## What the task requires
What follows is a set of records; restate each one word for word and drop the pictures.

(Point annotation dataset records)
----------

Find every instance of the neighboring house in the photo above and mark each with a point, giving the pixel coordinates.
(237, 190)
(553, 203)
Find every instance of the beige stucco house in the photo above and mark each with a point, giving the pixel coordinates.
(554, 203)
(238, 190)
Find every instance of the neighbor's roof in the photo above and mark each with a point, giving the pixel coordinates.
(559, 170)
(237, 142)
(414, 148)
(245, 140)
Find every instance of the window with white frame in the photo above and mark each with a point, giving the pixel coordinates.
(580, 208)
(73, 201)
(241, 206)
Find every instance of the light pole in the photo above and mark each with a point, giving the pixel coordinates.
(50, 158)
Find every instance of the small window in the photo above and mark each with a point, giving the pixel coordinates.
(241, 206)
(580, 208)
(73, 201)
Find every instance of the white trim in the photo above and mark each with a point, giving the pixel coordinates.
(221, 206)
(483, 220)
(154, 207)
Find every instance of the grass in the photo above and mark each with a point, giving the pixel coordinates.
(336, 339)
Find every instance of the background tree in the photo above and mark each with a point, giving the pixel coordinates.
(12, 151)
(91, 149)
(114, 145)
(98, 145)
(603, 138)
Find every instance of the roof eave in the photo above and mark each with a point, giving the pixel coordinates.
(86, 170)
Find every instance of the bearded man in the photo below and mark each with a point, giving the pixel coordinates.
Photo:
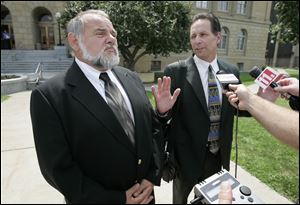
(93, 125)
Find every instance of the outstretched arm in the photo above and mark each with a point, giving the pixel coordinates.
(281, 122)
(163, 97)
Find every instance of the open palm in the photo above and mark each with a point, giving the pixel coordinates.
(163, 98)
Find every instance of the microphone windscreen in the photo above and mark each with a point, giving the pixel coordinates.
(255, 72)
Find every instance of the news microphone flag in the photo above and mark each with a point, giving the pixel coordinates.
(266, 77)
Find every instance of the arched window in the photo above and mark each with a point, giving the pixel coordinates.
(45, 29)
(223, 6)
(7, 33)
(202, 4)
(241, 42)
(225, 36)
(241, 7)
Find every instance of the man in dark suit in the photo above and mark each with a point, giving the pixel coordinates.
(83, 147)
(196, 155)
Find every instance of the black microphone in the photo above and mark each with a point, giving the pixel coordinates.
(256, 71)
(226, 78)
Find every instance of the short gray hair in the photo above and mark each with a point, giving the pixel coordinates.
(76, 24)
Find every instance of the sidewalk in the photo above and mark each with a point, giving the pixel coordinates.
(21, 179)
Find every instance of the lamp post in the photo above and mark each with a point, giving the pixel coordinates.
(57, 16)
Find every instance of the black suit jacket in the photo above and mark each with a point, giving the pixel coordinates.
(82, 149)
(190, 120)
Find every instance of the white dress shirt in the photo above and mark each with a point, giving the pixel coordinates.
(93, 76)
(202, 67)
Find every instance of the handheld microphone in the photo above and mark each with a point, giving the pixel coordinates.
(226, 78)
(256, 71)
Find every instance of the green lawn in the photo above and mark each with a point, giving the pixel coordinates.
(265, 157)
(4, 97)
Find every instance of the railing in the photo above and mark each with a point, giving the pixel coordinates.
(39, 72)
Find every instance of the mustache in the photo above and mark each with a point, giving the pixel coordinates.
(109, 47)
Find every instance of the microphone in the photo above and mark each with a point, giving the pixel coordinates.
(256, 71)
(226, 78)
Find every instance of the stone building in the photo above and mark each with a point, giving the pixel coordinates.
(245, 24)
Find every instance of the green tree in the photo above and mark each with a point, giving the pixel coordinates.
(144, 27)
(287, 13)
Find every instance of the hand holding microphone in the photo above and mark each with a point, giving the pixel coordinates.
(288, 85)
(267, 78)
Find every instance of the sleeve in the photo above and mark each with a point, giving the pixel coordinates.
(55, 157)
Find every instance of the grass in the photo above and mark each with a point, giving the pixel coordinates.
(4, 97)
(265, 157)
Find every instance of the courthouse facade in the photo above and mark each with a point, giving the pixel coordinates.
(33, 25)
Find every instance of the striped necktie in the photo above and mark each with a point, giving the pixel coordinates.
(214, 110)
(117, 104)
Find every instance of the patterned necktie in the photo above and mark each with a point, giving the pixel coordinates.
(117, 104)
(214, 110)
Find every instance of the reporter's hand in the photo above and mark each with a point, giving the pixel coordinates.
(163, 98)
(269, 93)
(290, 85)
(146, 188)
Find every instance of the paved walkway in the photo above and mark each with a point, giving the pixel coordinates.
(22, 182)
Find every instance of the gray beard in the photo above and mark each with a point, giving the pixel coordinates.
(102, 60)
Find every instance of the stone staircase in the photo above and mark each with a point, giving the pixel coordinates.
(25, 62)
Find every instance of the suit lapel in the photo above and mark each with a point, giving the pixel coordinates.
(194, 79)
(128, 84)
(87, 95)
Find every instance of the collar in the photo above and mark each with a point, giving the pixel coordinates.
(204, 64)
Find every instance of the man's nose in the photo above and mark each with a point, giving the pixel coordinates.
(111, 39)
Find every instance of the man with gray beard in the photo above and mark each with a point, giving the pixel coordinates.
(93, 126)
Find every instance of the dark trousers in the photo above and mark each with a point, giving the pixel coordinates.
(182, 189)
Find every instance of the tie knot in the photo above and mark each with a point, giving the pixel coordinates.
(209, 68)
(104, 77)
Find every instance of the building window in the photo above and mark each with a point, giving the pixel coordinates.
(202, 4)
(240, 66)
(155, 65)
(223, 6)
(225, 36)
(241, 43)
(241, 7)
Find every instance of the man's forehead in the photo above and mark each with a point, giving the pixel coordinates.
(87, 18)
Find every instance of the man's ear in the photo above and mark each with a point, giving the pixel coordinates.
(73, 41)
(219, 38)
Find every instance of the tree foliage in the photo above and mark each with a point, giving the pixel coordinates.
(287, 13)
(144, 27)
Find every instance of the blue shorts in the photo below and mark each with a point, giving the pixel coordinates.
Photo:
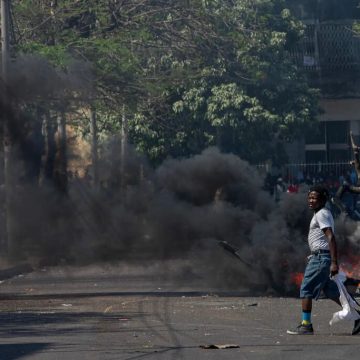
(317, 278)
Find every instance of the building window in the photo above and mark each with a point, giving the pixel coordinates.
(328, 143)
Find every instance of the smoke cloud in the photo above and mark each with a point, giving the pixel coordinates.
(180, 210)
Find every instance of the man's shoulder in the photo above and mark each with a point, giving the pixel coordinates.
(324, 213)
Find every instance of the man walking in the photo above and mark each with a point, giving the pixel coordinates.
(322, 261)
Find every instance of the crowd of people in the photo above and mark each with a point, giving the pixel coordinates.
(278, 185)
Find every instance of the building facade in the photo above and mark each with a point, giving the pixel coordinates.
(330, 55)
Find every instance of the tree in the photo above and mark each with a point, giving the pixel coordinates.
(246, 92)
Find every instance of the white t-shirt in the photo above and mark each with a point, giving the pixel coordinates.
(316, 238)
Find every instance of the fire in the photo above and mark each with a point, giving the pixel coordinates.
(296, 278)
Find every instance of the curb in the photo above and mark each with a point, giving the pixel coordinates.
(14, 271)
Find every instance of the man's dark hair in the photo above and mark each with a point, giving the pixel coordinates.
(321, 190)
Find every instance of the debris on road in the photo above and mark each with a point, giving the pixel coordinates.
(222, 346)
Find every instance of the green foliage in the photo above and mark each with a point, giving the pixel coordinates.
(191, 73)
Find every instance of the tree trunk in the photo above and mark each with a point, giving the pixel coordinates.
(94, 149)
(123, 152)
(48, 158)
(60, 173)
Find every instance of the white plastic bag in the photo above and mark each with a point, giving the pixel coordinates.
(349, 305)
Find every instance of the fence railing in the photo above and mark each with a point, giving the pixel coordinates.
(329, 46)
(293, 172)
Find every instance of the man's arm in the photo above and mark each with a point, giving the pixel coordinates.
(334, 268)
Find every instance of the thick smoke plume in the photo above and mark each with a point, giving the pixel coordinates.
(182, 209)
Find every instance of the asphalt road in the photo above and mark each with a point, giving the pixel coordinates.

----------

## Solution
Find every instance of the neighboring house in the photo above and mark each with a point, giving the pixel coordinates.
(237, 190)
(553, 203)
Find every instance of the beige stucco house in the photo above and mark each with a point, giving the pixel coordinates.
(554, 203)
(238, 190)
Find every instance of the neighbor's roof in the photo above and mark each with a point, giving the pixel coordinates.
(559, 170)
(237, 142)
(414, 148)
(245, 140)
Find every instance of the window with white frame in the photo above and mark each with a point, giving the pixel coordinates.
(580, 208)
(73, 201)
(241, 206)
Find every instance of the light pole in the photo above and mark each with a point, giving the pixel coordinates.
(50, 158)
Find every instance of the small window in the photo above and mark each with a point, giving the pixel coordinates.
(241, 206)
(580, 208)
(73, 201)
Find every instance of the white trim in the photo above and mark each with a point, giving the pixel coordinates.
(221, 206)
(483, 220)
(154, 207)
Find every instance of the grass in the photo above and mark each with a point, giving the pixel coordinates.
(336, 339)
Find every instance of the background tree in the photo above and mark each with a point, giving the pixel coordinates.
(12, 151)
(91, 149)
(114, 145)
(98, 145)
(603, 138)
Find every instance of the roof eave in the photo above and mark each with a point, giving the pixel coordinates.
(86, 170)
Find every instance of the bearded man in the photo below and mark each with a point, giving the pixel coordinates.
Photo:
(93, 125)
Find every instance of the outstretched arm in the photo above and mark each with a point, giving the pixel coordinates.
(281, 122)
(163, 97)
Find every instance of the open palm in the photo above and mark each with a point, giving the pixel coordinates.
(163, 98)
Find every instance of the microphone windscreen in the photo above and mark each with a point, giving the pixel coordinates.
(255, 72)
Find every instance of the news microphone flag in the photo above and mark each with a point, giving the pixel coordinates.
(266, 77)
Find every instance of the arched window in the photo above and mark each with a point, giving the pixel coordinates.
(45, 29)
(223, 6)
(7, 33)
(202, 4)
(241, 42)
(225, 36)
(241, 7)
Find every instance of the man in dark suit in the photo above and mark each with a point, giving the pixel coordinates.
(83, 147)
(196, 155)
Find every instance of the black microphone in the photo above and mark each with a point, giving the pixel coordinates.
(256, 71)
(226, 78)
Find every instance of the short gray hair in the photo above and mark each with a point, giving the pixel coordinates.
(76, 24)
Find every instance of the sidewalk in the photo above and mark each with a point, giving the pixel coordinates.
(21, 179)
Find every instance of the lamp post in the photo above and mark each with a point, giving the pixel coordinates.
(57, 16)
Find every instance of the black suit jacket in the photo above and mark each with a point, giving the pixel coordinates.
(82, 149)
(190, 120)
Find every instance of the white dress shirt in the photo above and mark each with a point, giving the pixel coordinates.
(93, 76)
(202, 67)
Find every instance of the handheld microphone in the photo above and mark each with a point, giving the pixel coordinates.
(226, 78)
(256, 71)
Find every instance of the green lawn in the photo above and mark each with a point, giving the pixel coordinates.
(265, 157)
(4, 97)
Find every instance of the railing in the photo above and mark each with a point, giving the pixel coordinates.
(39, 72)
Find every instance of the mustache in the photo above and mark each with a point, giving the pixel coordinates.
(109, 47)
Find every instance of the microphone in the photo above and mark each with a point, giving the pixel coordinates.
(256, 71)
(226, 78)
Find every instance of the stone building in the photo above and mark each with a point, giving the pixel coordinates.
(245, 24)
Find every instance of the green tree in the photo above and mark each with a point, giving the pixel coordinates.
(144, 27)
(287, 13)
Find every instance of the hand holding microphone in the photo above and mark each with a point, giving the pixel coordinates.
(288, 85)
(267, 78)
Find every instance of the sleeve in the photo above and mark each with a point, giving the pixel coordinates.
(55, 157)
Find every instance of the grass in the photo above and mark each with a point, giving the pixel coordinates.
(4, 97)
(265, 157)
Find every instance of the courthouse facade in the photo above and mark each with a point, giving the pixel coordinates.
(33, 25)
Find every instance of the striped necktie in the photo above and mark each with a point, giving the pixel coordinates.
(214, 110)
(117, 104)
Find every instance of the patterned necktie in the photo above and mark each with a point, giving the pixel coordinates.
(117, 104)
(214, 110)
Find every instance of the reporter's hand in the photo above and mark each with a point, giving the pixel coordinates.
(163, 98)
(269, 93)
(290, 85)
(146, 188)
Find every instance of the paved walkway in the photo above and mark each with a point, giving the pixel coordinates.
(22, 182)
Find every instance of the gray beard in the photo above and mark each with a point, giving the pixel coordinates.
(102, 60)
Find every instance of the stone staircase in the photo above and mark each with a point, giving the pixel coordinates.
(25, 62)
Find every instance of the suit lapel in the photo above and mark each with a point, giving the pixel coordinates.
(194, 79)
(128, 84)
(87, 95)
Find every instance of the collar in the photo above and mark each with a point, giving the pixel coordinates.
(204, 64)
Find every instance of the man's nose in the photo above and mark each with a point, giving the pixel coordinates.
(111, 39)
Find every instance of the man with gray beard in the photo above and mark each with a point, giving the pixel coordinates.
(93, 126)
Find every instance of the dark trousers in the photo above and mark each with a point, giving the pixel coordinates.
(182, 189)
Find every instance of the tie knot in the photo above and mark each with a point, giving the pixel coordinates.
(209, 68)
(104, 77)
Find every instance of the building window in the photo above and mark each with a point, giving the pixel coordinates.
(202, 4)
(240, 66)
(155, 65)
(223, 6)
(225, 36)
(241, 43)
(241, 7)
Find every instance of the man's forehead in the photo above and mark each with a point, giving the pixel coordinates.
(87, 18)
Find every instance of the man's ear in the photo above and mark each with a point, giving the pixel coordinates.
(73, 41)
(219, 38)
Find every instance of the tree foliage in the photo above and mark each with a point, giving the pixel coordinates.
(287, 13)
(144, 27)
Find every instance of the blue shorts in the photo below and mark each with a point, giving the pixel coordinates.
Photo:
(317, 278)
Find every instance of the building window in the photo above and mark each with a point, giving the pixel coordinates.
(328, 143)
Find every instance of the smoke cloud in the photo above and mark each with a point, giving the pixel coordinates.
(180, 210)
Find every instance of the man's shoulder in the photo above and mark each with a point, giving the pixel coordinates.
(324, 213)
Find every instance of the man walking in the photo above and mark each with a point, giving the pixel coordinates.
(322, 261)
Find every instance of the crowd of people in the photo above and mark each with a point, giving the pixel coordinates.
(278, 185)
Find every instance of the building facade in the photo above and mark each with a point, giving the pixel coordinates.
(330, 55)
Find every instance of the tree in the photo above and mark each with a point, giving the pixel coordinates.
(246, 92)
Find every instance of the white t-shirt in the photo above and mark each with a point, giving the pixel coordinates.
(316, 238)
Find every instance of the fire in the photo above and mark each with a point, giving the pixel coordinates.
(296, 278)
Find every instance of the curb in the photo above and mark each with a point, giving the pixel coordinates.
(14, 271)
Find every instance of the man's dark hair in the photo above and mark each with a point, giving the pixel coordinates.
(321, 190)
Find every instance of the debris on road in the photo above and mark each with a point, giving the pixel coordinates.
(222, 346)
Find every instance of the green foliage in the photo above and mark each with a point, giving the pixel coordinates.
(191, 73)
Find every instance of the tree trunk in the photo above and mark each with a point, giving the pixel coordinates.
(94, 149)
(123, 152)
(48, 158)
(60, 173)
Find every instance of the white plastic bag in the photo above and mark each with a point, giving the pixel coordinates.
(349, 305)
Find every instance of the fence railing in the photo above and mark each with a point, giving the pixel coordinates.
(329, 46)
(293, 172)
Find every instance of the man's arm in the photo above and mark each with a point, giving the pixel coordinates.
(334, 268)
Find every instance of the thick smoke plume in the photo above and mark each with a point, giving the pixel coordinates.
(182, 209)
Find every instance of the asphalt road in the photo above and mark each with a point, giving the pixel coordinates.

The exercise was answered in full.